ASSIGNMENT: Your reply should consist of the listing, copied exactly.

RECORD EXCERPTS:
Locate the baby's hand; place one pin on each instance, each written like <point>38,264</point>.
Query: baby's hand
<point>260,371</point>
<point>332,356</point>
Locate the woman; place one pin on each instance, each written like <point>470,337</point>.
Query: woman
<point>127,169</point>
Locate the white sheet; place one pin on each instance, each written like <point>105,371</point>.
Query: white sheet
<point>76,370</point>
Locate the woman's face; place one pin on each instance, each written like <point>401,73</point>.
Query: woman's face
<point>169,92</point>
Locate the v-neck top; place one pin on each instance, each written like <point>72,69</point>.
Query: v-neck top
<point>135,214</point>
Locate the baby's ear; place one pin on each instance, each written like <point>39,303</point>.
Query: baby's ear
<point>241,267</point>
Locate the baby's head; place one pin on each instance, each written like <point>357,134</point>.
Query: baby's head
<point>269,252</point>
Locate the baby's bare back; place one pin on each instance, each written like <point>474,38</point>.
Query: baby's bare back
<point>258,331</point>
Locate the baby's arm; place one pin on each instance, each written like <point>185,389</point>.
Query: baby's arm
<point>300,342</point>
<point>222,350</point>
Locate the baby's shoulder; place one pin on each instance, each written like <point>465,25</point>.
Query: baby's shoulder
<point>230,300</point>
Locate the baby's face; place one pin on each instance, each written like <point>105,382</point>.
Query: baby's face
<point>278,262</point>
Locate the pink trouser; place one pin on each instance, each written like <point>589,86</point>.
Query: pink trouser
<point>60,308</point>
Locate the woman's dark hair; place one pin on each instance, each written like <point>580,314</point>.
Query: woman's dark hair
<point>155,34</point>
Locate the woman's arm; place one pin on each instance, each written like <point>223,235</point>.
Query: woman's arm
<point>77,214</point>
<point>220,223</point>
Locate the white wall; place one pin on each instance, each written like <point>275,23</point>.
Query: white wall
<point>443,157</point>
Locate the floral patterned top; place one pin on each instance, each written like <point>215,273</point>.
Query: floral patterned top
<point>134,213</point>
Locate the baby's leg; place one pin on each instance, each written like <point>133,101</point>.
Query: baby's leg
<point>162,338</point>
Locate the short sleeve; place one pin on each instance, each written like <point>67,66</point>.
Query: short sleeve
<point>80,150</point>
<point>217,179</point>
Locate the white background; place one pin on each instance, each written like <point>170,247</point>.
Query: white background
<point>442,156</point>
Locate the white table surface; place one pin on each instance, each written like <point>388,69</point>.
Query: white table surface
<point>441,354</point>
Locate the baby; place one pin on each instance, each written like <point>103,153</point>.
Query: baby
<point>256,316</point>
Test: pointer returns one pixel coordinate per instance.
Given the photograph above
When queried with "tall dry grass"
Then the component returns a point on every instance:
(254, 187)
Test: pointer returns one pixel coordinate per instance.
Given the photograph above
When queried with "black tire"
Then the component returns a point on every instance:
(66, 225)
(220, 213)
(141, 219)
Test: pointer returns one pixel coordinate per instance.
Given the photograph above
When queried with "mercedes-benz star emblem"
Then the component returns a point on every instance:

RESPONSE TO THE TASK:
Locate the baby's hand; place one pin on each instance, each written like <point>38,264</point>.
Query: baby's hand
<point>260,371</point>
<point>332,356</point>
Locate the woman; place one pin on each instance, each written like <point>470,337</point>.
Query: woman
<point>127,169</point>
Locate the white sheet; place one pin on each instance, each written like <point>105,371</point>.
Query: white sheet
<point>76,370</point>
Locate the woman's face; place one pin on each instance, each written like <point>401,73</point>.
Query: woman's face
<point>169,92</point>
Locate the v-neck top; place one pin on each instance, each written like <point>72,69</point>.
Query: v-neck top
<point>135,214</point>
Locate the baby's ear; place one pin on each instance, each written like <point>39,303</point>.
Query: baby's ear
<point>241,267</point>
Locate the baby's head; place one pin on each instance, each written like <point>357,134</point>.
Query: baby's head
<point>269,252</point>
Locate the baby's bare back; place one pin on each instance, each written like <point>474,38</point>.
Query: baby's bare back
<point>258,331</point>
Locate the baby's arm; place one pin on each instance, each written like <point>185,389</point>.
Query: baby's arm
<point>300,342</point>
<point>222,350</point>
Locate the baby's shoulder; place one pin on each instance, each written like <point>465,25</point>.
Query: baby's shoulder
<point>230,300</point>
Locate the baby's face; place one pin on each instance, each written like <point>105,382</point>.
Query: baby's face
<point>278,262</point>
Locate the pink trouser; place one pin on each instance, each written like <point>589,86</point>.
Query: pink trouser
<point>60,308</point>
Locate the woman's dark hair; place one pin on each instance, each written like <point>580,314</point>.
Query: woman's dark hair
<point>155,34</point>
Locate the woman's arm; place one pin on each instance, each written like <point>223,235</point>.
Query: woman's arm
<point>77,214</point>
<point>220,223</point>
Locate the white wall; place one pin on each instance, each written like <point>275,23</point>.
Query: white wall
<point>443,157</point>
Locate the floral patterned top; place one pin on each instance, each written like <point>215,273</point>.
Query: floral patterned top
<point>134,213</point>
Locate the baby's leg; place one pin on each instance, each written like <point>133,101</point>.
Query: baby's leg
<point>162,338</point>
Locate the short sleeve; place one pin on each instance, each written like <point>67,66</point>.
Query: short sleeve
<point>80,150</point>
<point>217,179</point>
Locate the white background; place one pin on each instance, each written like <point>170,247</point>.
Query: white background
<point>442,156</point>
Locate the white table surface; place one pin on each instance, each written like <point>388,69</point>.
Query: white table surface
<point>441,354</point>
Locate the baby; place one pin on each instance, each written like <point>103,153</point>.
Query: baby
<point>256,316</point>
Test: pointer returns one pixel coordinate per instance.
Given the photograph above
When queried with "tall dry grass"
Then the component returns a point on every instance:
(254, 187)
Test: pointer returns one pixel coordinate per instance.
Given the photograph above
When queried with "black tire"
Then the component returns a point on every instance:
(66, 225)
(220, 213)
(141, 219)
Test: pointer returns one pixel coordinate per instance.
Given the photograph above
When queried with "mercedes-benz star emblem"
Then the component returns a point on every instance:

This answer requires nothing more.